■ EXERCISE DIRECTIONS ■
Convert the lines of the items below into a numbered list with any blank lines omitted, starting at the line that contains "Note: spot the wooden" and ending at the line that contains "(1274, 460)".

■ PROVIDED DATA ■
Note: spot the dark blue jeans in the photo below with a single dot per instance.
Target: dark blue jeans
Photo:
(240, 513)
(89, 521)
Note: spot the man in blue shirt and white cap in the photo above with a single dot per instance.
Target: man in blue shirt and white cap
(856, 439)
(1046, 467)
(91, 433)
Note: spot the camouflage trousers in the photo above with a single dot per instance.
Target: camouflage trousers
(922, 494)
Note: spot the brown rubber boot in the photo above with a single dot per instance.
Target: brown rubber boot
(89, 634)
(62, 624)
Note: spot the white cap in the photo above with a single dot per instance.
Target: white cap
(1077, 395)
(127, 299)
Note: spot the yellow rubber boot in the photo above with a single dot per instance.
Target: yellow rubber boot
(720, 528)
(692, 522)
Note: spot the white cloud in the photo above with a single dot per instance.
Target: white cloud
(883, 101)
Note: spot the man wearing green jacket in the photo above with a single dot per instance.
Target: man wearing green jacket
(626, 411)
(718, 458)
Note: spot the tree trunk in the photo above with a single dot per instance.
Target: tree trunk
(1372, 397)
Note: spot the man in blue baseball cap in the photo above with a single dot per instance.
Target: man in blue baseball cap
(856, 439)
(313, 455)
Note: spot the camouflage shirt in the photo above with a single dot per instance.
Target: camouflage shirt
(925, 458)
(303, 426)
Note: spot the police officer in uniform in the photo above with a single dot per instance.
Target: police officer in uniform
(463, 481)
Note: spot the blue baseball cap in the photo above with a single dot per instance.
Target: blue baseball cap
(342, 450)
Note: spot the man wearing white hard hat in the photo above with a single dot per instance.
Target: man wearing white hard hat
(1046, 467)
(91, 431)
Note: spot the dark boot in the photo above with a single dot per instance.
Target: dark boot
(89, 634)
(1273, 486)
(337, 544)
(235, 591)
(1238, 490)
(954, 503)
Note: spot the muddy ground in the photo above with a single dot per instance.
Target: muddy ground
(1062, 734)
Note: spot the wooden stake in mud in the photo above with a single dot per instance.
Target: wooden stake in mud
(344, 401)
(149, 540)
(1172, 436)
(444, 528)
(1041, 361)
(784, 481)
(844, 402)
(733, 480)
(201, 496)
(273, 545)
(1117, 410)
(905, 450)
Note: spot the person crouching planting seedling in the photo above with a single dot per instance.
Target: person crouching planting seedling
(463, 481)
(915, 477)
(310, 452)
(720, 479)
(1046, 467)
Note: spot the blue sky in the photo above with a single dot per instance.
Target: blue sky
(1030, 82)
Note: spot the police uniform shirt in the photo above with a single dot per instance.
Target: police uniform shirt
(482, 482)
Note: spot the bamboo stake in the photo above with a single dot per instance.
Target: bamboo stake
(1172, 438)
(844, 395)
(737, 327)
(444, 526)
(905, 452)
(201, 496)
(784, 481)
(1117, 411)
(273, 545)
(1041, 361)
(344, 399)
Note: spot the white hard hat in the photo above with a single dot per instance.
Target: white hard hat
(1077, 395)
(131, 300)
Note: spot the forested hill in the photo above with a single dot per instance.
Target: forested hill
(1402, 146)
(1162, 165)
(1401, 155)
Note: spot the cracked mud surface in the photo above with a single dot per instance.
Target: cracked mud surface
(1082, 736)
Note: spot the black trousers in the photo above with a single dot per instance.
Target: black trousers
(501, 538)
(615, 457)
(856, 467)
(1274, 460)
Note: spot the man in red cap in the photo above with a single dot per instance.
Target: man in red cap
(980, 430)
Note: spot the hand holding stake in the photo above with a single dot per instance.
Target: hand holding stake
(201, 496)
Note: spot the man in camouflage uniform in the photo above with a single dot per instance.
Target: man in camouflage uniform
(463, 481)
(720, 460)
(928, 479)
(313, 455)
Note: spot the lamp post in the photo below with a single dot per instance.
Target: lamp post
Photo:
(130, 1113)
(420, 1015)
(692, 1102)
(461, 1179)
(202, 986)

■ OUTPUT FOR THIS EXERCISE ■
1. Note: spot the wooden stake in mud in the photo above with a single dot per instance.
2. Target: wooden stake in mud
3. (344, 401)
4. (149, 540)
5. (1172, 436)
6. (444, 528)
7. (1041, 361)
8. (784, 481)
9. (844, 402)
10. (733, 480)
11. (201, 496)
12. (273, 545)
13. (1117, 410)
14. (905, 450)
15. Note: spot the person crouching planting seedling in the photo above with a single dot per instance.
16. Target: person crouching planting seedling
17. (463, 481)
18. (915, 477)
19. (310, 452)
20. (720, 479)
21. (1046, 467)
22. Note: spot the blue sky in the photo above with a single dot per instance.
23. Target: blue sky
24. (1030, 82)
25. Note: spot the police uniform shirt in the photo above with a single dot per instance.
26. Target: police uniform shirt
27. (482, 482)
28. Note: spot the bamboo stake in the photo above with a single dot per instance.
29. Target: bamboo stake
30. (1172, 438)
31. (844, 395)
32. (737, 327)
33. (444, 526)
34. (905, 452)
35. (201, 496)
36. (784, 481)
37. (1117, 411)
38. (273, 545)
39. (1041, 361)
40. (344, 399)
41. Note: spot the white hard hat in the photo above with a single dot per instance.
42. Target: white hard hat
43. (1077, 395)
44. (131, 300)
45. Note: spot the forested hill in the photo above with a single dot per instance.
46. Target: forested hill
47. (1402, 146)
48. (1162, 165)
49. (1401, 155)
50. Note: spot the cracked mud surface in the photo above with a single dot per instance.
51. Target: cracked mud surface
52. (1082, 736)
53. Note: spot the black trousers in the photo above with a single dot per instance.
54. Target: black trousers
55. (501, 538)
56. (615, 457)
57. (856, 467)
58. (1274, 460)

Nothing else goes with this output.